→ TASK DIRECTIONS
The records that follow should be retyped word for word.

→ DATA ROWS
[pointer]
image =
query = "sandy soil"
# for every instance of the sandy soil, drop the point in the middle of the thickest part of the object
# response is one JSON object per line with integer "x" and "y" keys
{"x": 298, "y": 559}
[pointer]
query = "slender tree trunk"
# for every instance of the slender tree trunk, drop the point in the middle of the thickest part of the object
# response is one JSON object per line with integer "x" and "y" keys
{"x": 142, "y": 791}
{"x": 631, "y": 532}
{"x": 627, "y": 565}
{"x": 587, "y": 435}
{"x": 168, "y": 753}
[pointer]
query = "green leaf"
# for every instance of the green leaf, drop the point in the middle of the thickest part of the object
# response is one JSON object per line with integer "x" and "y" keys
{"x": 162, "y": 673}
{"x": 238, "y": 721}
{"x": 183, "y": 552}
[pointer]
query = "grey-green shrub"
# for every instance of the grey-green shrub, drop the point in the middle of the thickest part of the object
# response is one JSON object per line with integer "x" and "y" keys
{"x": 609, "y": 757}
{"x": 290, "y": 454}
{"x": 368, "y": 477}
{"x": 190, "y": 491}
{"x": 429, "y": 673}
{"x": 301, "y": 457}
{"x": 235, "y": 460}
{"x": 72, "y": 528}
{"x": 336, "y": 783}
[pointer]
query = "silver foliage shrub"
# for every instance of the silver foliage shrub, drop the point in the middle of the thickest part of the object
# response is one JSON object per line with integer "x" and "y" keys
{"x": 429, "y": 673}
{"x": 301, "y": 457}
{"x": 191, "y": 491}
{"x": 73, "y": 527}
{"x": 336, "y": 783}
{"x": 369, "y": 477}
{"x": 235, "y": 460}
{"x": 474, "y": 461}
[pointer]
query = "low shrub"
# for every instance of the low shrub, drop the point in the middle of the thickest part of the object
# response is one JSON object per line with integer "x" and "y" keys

→ REPLY
[pointer]
image =
query = "sandy soil"
# for every instance of the sandy soil, drop the point in the middle of the thickest part of the object
# response is one JSON object per line with integer "x" and "y" keys
{"x": 298, "y": 559}
[pointer]
query = "slender tree trunk"
# for every instance of the slender tree trunk, drop the point in the middle of the thickest part of the object
# response is one JSON object per line with integer "x" and "y" keys
{"x": 142, "y": 791}
{"x": 631, "y": 532}
{"x": 627, "y": 565}
{"x": 587, "y": 435}
{"x": 168, "y": 753}
[pointer]
query = "green leaf"
# for every instance of the green leaf, drop the point in the middle of the thickest part of the object
# response is one JSON object per line with integer "x" and "y" keys
{"x": 162, "y": 673}
{"x": 238, "y": 721}
{"x": 183, "y": 552}
[pointer]
query = "grey-green shrub"
# for every instance of the grey-green shrub, drop the point in the middle of the thickest part of the object
# response is one JSON object per line with integer "x" and "y" keys
{"x": 609, "y": 757}
{"x": 290, "y": 454}
{"x": 368, "y": 477}
{"x": 190, "y": 491}
{"x": 429, "y": 673}
{"x": 301, "y": 457}
{"x": 235, "y": 460}
{"x": 72, "y": 528}
{"x": 336, "y": 783}
[pointer]
query = "silver foliage shrub"
# for every instance of the silver foliage shrub, drop the point in the middle of the thickest part of the object
# response is one JSON object per line with integer "x" and "y" keys
{"x": 429, "y": 673}
{"x": 301, "y": 457}
{"x": 191, "y": 491}
{"x": 73, "y": 527}
{"x": 336, "y": 783}
{"x": 369, "y": 477}
{"x": 235, "y": 460}
{"x": 474, "y": 461}
[pointer]
query = "low shrub"
# for every instance of the low shrub, drop the point in the middle of the thickest part of the object
# response is one JSON object per line with integer "x" and "y" keys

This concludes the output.